** Begin Input rows **

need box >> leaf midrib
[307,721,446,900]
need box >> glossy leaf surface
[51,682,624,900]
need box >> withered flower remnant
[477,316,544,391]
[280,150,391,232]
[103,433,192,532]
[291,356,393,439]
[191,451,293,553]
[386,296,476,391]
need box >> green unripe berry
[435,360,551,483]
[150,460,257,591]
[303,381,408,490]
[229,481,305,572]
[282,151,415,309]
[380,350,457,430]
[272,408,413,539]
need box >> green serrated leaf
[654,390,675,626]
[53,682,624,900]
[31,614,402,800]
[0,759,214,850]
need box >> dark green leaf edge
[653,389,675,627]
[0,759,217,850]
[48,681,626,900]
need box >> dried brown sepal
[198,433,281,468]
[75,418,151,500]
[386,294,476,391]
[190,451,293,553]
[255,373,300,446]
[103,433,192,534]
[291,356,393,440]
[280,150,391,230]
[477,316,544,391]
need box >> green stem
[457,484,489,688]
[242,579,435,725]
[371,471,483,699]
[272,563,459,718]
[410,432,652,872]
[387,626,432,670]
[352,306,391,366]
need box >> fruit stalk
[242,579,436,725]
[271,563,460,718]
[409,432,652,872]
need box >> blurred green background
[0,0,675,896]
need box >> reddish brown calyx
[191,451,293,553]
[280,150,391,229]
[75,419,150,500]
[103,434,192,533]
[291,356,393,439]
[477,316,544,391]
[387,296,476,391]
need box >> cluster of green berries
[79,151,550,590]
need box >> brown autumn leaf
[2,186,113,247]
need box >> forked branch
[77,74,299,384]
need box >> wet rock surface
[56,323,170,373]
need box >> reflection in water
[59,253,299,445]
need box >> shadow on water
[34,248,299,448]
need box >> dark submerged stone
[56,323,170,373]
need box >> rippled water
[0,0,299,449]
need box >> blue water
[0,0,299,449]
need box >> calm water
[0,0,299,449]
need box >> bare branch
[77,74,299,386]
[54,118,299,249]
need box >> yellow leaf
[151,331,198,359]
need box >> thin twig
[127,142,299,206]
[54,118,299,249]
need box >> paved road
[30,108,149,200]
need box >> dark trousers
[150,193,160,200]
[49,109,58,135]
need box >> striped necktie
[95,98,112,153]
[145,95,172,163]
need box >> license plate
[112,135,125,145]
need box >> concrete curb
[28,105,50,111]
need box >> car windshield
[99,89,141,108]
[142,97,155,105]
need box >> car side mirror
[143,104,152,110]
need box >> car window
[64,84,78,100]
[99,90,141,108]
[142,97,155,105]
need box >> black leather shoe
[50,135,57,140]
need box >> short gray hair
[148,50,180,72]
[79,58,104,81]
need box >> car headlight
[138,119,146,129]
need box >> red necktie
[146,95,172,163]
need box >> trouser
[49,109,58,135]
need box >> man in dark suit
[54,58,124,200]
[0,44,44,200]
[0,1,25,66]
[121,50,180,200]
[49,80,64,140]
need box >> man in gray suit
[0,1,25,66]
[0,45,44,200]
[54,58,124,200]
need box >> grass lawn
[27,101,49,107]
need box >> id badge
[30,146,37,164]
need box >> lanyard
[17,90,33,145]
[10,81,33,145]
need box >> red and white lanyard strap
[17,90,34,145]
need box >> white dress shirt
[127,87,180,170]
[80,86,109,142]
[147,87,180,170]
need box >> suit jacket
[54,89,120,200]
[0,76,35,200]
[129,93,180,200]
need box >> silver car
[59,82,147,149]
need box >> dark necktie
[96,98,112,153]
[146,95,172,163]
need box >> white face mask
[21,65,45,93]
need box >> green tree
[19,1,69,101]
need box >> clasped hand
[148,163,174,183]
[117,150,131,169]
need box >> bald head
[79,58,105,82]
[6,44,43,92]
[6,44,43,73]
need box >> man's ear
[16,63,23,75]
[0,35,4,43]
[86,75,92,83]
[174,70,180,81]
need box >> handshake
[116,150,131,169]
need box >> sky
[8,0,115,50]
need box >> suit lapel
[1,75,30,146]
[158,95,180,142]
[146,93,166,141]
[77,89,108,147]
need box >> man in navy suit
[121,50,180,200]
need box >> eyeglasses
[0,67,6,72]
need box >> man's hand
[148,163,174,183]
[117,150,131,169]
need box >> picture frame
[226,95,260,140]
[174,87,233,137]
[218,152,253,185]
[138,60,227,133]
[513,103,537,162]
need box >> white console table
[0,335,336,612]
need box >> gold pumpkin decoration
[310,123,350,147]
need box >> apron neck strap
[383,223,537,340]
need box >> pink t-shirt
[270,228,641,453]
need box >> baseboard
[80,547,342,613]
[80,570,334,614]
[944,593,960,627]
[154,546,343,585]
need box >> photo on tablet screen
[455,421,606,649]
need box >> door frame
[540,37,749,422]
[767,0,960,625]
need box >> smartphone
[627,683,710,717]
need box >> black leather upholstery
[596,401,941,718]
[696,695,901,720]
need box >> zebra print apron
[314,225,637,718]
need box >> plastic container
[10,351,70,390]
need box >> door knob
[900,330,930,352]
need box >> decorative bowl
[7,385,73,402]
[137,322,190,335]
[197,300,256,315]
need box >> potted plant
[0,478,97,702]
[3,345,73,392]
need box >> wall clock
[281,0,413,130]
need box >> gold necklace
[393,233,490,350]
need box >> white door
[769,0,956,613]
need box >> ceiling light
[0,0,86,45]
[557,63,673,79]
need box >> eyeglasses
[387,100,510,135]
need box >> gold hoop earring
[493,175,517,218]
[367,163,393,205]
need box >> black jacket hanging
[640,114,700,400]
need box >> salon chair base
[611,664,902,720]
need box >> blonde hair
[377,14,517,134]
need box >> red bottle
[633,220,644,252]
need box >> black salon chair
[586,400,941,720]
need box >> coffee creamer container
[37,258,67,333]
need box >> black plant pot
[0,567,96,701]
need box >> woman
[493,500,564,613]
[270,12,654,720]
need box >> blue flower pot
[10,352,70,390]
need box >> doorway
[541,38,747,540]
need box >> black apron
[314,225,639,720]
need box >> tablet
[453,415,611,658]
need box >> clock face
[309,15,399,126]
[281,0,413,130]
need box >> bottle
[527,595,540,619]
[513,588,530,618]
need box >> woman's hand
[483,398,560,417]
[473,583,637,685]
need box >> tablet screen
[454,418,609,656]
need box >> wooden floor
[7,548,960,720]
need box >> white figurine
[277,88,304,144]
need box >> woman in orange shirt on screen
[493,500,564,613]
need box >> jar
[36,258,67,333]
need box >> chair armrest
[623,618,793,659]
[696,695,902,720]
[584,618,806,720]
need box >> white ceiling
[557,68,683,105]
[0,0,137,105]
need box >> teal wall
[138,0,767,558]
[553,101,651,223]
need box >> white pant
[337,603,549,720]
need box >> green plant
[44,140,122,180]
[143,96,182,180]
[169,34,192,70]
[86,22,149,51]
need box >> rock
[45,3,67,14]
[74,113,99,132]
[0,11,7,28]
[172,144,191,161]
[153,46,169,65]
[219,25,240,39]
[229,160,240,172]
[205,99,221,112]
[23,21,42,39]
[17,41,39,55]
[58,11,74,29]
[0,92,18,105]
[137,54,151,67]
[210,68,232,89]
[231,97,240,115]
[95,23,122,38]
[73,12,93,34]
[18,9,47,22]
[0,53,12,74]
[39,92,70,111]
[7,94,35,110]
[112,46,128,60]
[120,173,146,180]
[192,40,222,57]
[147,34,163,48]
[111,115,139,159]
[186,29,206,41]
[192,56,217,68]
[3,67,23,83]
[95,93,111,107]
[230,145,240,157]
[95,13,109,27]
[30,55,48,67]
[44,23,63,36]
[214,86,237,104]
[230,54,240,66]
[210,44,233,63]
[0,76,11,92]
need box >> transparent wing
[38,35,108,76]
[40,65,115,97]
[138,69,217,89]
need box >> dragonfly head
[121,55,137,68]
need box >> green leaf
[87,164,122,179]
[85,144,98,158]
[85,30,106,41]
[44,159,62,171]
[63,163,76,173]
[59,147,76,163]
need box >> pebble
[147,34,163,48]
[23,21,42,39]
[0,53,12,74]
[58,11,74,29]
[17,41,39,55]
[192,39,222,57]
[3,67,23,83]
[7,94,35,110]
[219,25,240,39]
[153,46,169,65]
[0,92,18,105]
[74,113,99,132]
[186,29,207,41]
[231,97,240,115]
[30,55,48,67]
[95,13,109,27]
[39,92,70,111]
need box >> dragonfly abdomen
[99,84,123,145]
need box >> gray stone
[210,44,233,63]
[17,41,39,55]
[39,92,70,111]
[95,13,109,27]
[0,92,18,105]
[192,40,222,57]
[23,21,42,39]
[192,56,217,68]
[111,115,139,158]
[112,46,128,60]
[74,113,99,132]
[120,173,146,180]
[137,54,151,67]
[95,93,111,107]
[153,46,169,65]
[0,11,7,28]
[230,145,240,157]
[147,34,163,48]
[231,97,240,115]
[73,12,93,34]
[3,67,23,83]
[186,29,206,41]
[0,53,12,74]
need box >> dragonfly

** End Input rows **

■ **Exercise**:
Give the items again from their start through the line holding "[386,296,476,391]", inclusive, changing "glossy" to "shiny" and leaving everything else as it is.

■ **Written response**:
need box >> leaf midrib
[307,721,446,900]
need box >> shiny leaf surface
[51,682,624,900]
need box >> withered flower remnant
[477,316,544,391]
[280,150,391,232]
[103,433,192,532]
[291,356,393,439]
[191,451,293,553]
[386,296,476,391]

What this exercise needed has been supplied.